Set problem A -> Pull out every line of the listing below that contains the word "napkin", treating uppercase and lowercase as different.

_ _ _ _

# Some of my Photography



## Saul_Dzorelashvili (Jan 26, 2010)

Some of my Photographs

Canon T1i - 18-55 mm IS lens

In and around NYC.

Cheers,

Saul

Peaceful Evening










The Bridge










Morning at Folgenart










The Conversation










Reading










Ocean Mood


----------



## Manxfeeder (Oct 19, 2010)

Nice. Thanks.


----------



## Saul_Dzorelashvili (Jan 26, 2010)

Thanks...........


----------



## Huilunsoittaja (Apr 6, 2010)

I like them! I like the 3rd one with the moon, looks like a painting.


----------



## Weston (Jul 11, 2008)

Where's the "Like" button? Thanks for sharing these.


----------



## Aksel (Dec 3, 2010)

I really like some of these. Especially the first and third ones. They are really stunning nature scenes.


----------



## jurianbai (Nov 23, 2008)

I see a very unique blur effect, may ask did you done post editting via photoshop? Like them, I enjoy photography.


----------



## emiellucifuge (May 26, 2009)

First two and the fifth are brilliant, thanks for sharing.


----------



## Saul_Dzorelashvili (Jan 26, 2010)

Thanks everyone for you kind and supporting words.

Yes, I did some editing with photoshop, mostly with the 3rd one, 'Morning in Folgenart'.

Here are few more:

The Couple










The Orange Tree










At the Park with Mummy










The Train










Relaxing in the Evening










The Morning is Never Late


----------



## karenpat (Jan 16, 2009)

Very nice  I especially loved the "reading" and "the couple" photos. Both my sister and a family friend are eager photographers and I would love to learn more from them, but things always gets in the way...........like my self-confidence..


----------



## Saul_Dzorelashvili (Jan 26, 2010)

karenpat said:


> Very nice  I especially loved the "reading" and "the couple" photos. Both my sister and a family friend are eager photographers and I would love to learn more from them, but things always gets in the way...........like my self-confidence..


Thanks,

Self confidence will come if you begin.

Regards


----------



## Yoshi (Jul 15, 2009)

They are beautiful.
Nice work


----------



## Saul_Dzorelashvili (Jan 26, 2010)

Thank you Jan!


----------



## HarpsichordConcerto (Jan 1, 2010)

Not bad. I think you probably have more talent as a photographer than as a composer of music.


----------



## Saul_Dzorelashvili (Jan 26, 2010)

HarpsichordConcerto said:


> Not bad. I think you probably have more talent as a photographer than as a composer of music.


Not really.

I think that you think this way because you like my photography better then my music, but that doesnt mean that I have more talent for photography then music...

Sort it out...


----------



## KJohnson (Dec 31, 2010)

The world is so beautiful. Humans have made it prettier.


----------



## Saul_Dzorelashvili (Jan 26, 2010)

_ _ _ _

Set problem B -> From the photography thread above, extract the stretch from "## jurianbai (Nov" to "(May 26, 2009)", word for word.

_ _ _ _

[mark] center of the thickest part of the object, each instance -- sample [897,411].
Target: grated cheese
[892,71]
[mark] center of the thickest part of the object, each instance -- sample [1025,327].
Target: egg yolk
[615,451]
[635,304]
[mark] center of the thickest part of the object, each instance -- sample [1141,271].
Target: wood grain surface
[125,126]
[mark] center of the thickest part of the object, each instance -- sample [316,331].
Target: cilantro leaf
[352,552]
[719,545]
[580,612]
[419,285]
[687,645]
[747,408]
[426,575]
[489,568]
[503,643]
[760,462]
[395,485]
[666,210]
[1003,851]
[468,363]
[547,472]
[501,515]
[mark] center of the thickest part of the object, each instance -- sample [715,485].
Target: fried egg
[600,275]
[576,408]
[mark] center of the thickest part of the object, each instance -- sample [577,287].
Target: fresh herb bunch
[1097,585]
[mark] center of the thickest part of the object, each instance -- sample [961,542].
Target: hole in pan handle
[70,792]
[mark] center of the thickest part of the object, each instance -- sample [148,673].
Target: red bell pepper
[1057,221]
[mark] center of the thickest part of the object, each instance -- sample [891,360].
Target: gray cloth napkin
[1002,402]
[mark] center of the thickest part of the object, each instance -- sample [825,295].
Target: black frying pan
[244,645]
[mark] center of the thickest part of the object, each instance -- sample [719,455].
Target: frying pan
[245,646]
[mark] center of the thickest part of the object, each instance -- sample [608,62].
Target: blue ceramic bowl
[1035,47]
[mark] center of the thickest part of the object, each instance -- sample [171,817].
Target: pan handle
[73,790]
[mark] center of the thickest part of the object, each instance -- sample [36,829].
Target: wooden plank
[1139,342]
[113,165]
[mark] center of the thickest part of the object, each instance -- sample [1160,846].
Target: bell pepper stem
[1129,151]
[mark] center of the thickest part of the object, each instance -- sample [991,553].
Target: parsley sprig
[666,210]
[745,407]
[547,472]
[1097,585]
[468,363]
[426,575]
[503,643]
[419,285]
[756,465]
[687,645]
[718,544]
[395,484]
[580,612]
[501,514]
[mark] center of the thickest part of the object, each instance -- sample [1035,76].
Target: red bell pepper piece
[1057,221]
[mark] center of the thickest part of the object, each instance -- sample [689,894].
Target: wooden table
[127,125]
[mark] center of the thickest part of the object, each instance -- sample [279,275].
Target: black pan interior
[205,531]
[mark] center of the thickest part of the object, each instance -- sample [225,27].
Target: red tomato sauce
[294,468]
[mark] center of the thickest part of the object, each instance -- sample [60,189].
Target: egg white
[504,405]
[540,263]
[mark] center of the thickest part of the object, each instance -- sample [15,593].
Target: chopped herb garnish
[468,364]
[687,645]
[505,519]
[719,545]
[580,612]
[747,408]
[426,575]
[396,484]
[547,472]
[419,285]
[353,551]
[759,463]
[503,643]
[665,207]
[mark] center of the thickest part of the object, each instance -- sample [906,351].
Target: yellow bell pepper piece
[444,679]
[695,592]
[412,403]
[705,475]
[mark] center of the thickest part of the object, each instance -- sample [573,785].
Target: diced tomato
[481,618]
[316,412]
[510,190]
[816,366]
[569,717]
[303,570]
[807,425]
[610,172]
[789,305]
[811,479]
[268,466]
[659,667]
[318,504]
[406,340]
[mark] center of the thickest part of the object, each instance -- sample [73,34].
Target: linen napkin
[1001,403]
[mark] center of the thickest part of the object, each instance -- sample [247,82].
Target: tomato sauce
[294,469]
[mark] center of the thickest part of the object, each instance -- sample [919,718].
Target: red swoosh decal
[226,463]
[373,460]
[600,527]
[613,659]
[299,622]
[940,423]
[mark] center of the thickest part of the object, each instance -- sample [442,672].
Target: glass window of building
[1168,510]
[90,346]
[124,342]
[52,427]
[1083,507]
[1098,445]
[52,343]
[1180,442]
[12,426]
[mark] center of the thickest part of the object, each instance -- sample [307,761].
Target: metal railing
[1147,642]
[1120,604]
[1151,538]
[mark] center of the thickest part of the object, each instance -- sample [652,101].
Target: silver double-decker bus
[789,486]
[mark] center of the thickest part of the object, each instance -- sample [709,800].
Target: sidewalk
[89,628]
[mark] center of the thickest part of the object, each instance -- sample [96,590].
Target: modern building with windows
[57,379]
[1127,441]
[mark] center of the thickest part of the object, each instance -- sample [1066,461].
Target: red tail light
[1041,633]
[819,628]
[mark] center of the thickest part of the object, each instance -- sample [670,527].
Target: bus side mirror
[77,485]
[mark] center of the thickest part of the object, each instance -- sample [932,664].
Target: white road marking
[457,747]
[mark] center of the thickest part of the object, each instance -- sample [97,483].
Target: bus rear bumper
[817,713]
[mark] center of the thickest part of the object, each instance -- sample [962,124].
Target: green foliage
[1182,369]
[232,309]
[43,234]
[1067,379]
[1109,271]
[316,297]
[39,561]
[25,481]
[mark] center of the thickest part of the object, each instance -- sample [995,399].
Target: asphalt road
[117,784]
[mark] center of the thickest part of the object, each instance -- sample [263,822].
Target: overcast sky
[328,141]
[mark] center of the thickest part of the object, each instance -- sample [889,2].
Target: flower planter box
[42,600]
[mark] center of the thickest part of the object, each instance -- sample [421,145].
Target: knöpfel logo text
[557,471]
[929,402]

_ _ _ _

Written solution A ->
Target: gray cloth napkin
Target: linen napkin

Written solution B ->
## jurianbai (Nov 23, 2008)

I see a very unique blur effect, may ask did you done post editting via photoshop? Like them, I enjoy photography.


----------



## emiellucifuge (May 26, 2009)